** TASK **
Where does the word "strip" appear in the entries below? Copy each line that holds it.

═════ GIVEN ENTRIES ═════

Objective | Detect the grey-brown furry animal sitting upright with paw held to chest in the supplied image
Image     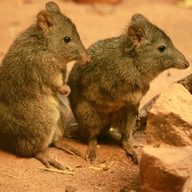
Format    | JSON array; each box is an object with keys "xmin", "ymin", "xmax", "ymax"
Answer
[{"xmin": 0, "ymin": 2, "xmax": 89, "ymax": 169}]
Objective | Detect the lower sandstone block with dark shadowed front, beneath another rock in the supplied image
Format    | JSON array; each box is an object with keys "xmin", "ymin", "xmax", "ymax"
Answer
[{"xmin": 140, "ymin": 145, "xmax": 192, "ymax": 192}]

═════
═════ GIVEN ENTRIES ═════

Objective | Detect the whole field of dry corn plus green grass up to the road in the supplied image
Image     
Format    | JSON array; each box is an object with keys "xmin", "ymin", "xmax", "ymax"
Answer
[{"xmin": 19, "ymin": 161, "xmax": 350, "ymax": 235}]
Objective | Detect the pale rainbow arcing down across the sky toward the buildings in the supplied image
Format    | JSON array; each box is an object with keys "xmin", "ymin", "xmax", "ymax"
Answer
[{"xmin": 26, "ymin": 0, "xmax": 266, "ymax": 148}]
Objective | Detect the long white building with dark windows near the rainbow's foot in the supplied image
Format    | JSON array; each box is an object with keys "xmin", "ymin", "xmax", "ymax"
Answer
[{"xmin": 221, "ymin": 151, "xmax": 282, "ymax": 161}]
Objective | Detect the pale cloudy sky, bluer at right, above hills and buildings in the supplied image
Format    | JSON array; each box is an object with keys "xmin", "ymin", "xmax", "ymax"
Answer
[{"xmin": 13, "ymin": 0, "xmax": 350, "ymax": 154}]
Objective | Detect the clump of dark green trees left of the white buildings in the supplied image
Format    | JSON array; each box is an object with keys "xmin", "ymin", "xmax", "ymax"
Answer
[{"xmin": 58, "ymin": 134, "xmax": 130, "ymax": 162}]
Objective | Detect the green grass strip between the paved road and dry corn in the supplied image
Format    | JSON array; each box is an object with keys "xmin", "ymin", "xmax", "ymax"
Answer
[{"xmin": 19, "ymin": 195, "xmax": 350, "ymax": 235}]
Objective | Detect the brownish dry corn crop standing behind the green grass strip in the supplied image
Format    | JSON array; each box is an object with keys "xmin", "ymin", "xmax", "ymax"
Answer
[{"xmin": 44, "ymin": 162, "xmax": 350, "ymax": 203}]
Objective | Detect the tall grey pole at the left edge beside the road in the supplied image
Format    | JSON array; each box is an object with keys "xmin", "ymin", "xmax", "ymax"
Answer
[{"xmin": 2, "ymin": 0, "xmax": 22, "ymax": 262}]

═════

** WRITTEN ANSWER **
Objective | Detect the green grass strip between the paved road and dry corn in the supplied image
Objective | Detect the brownish dry corn crop standing behind the green grass strip in the supplied image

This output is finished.